Measurement of Particle Diameters

Particle diameters and particle diameter distributions of dispersoids in toner components liquids were measured and analyzed using a particle size analyzer MICROTRAC UPA-150 and an analysis software MICROTRAC PARTICLE SIZE ANALYZER Ver. 10.1.2-016EE (both from Nikkiso Co., Ltd.). To prepare a measurement specimen, first, a 30-ml glass container was charged with a toner components liquid, and a solvent used for the toner components liquid was further added thereto so that the resultant dispersion included 10% by weight of dispersoids. The dispersion was then subjected to a dispersion treatment for 2 minutes using an ultrasonic disperser 113MK-II (from Honda Electronics Co., Ltd.). Thus, a measurement specimen was prepared.

First, the solvent used for the toner components liquid was subjected to a measurement of background. Next, the measurement specimen prepared above was dropped therein so that the particle size analyzer indicated a sample loading value of from 1 to 10, and subjected to a measurement of particle diameter distribution. To achieve the above sample loading value, the amount of the measurement specimen dropped in the solvent was controlled appropriately. Measurement and analysis conditions were as follows.

Distribution Display: By Volume

Particle Diameter Classification: Standard

Number of Channels: 44

Measurement Time: 60 sec

Number of Measurements: 1

Particle Permeability: Permeable

Refractive Index of Particles: 1.5

Particle Shape: Non-spherical

Density: 1 g/cm3

The refractive index was listed in a guideline for input conditions for measurements (from Nikkiso Co., Ltd.).

Measurement of BET Specific Surface Area

The BET specific surface areas of toners were measured using a micromeritics automatic surface area and porosimetry analyzer TriStar 3000 (from Shimadzu Corporation). A measurement sell was charged with 1 g of a toner and subjected to a deaerating treatment using VacuPrep 061 (from Shimadzu Corporation) at room temperature for 20 hours under reduced pressures of 100 mtorr or less. The measurement sell was then set to TriStar 3000, and TriStar 3000 automatically measured the BET specific surface area of the toner. The adsorption gas was nitrogen gas.

Preparation of Toner Components Liquid

(Synthesis of Unmodified (Low-Molecular-Weight) Polyester) A reaction vessel equipped with a condenser, a stirrer, and a nitrogen inlet pipe was charged with 67 parts of ethylene oxide 2 mol adduct of bisphenol A, 84 parts of propylene oxide 3 mol adduct of bisphenol A, 274 parts of terephthalic acid, and 2 parts of dibutyltin oxide. The mixture was subjected to a reaction for 8 hours at 230° C. under normal pressures, and subsequently for 5 hours at reduced pressures of from 10 to 15 mmHg. Thus, an unmodified polyester was prepared.

The unmodified polyester had a number average molecular weight (Mn) of 2,100, a weight average molecular weight (Mw) of 5,600, and a glass transition temperature (Tg) of 55° C.

(Preparation of Master Batch)

==================================================

§ DIRECTIVE 1
In the toner procedure text, rewrite the part from "(Synthesis of Unmodified" to "polyester was prepared.", putting "isophthalic acid" in place of "terephthalic acid".
§ DIRECTIVE 2
Answer these questions from the toner procedure text.
(a) For how many minutes was the dispersion treated with the ultrasonic disperser?
(b) Which adsorption gas was used to measure the BET specific surface area?
(c) What glass transition temperature did the unmodified polyester have?

§ DATA BLOCK
==================================================

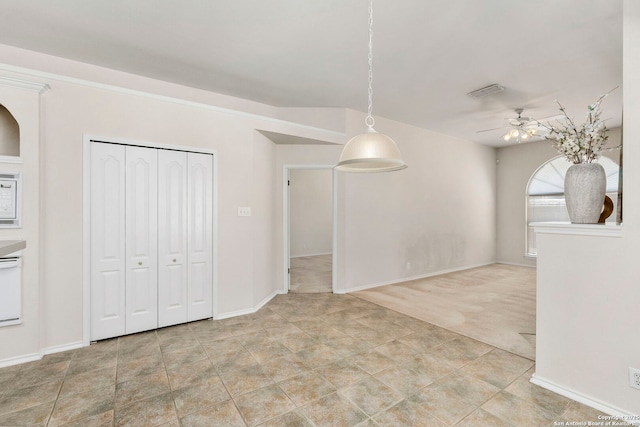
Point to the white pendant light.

==================================================

§ EXERCISE RESULT 1
(Synthesis of Unmodified (Low-Molecular-Weight) Polyester) A reaction vessel equipped with a condenser, a stirrer, and a nitrogen inlet pipe was charged with 67 parts of ethylene oxide 2 mol adduct of bisphenol A, 84 parts of propylene oxide 3 mol adduct of bisphenol A, 274 parts of isophthalic acid, and 2 parts of dibutyltin oxide. The mixture was subjected to a reaction for 8 hours at 230° C. under normal pressures, and subsequently for 5 hours at reduced pressures of from 10 to 15 mmHg. Thus, an unmodified polyester was prepared.

§ EXERCISE RESULT 2
(a) 2 minutes
(b) Nitrogen gas
(c) 55° C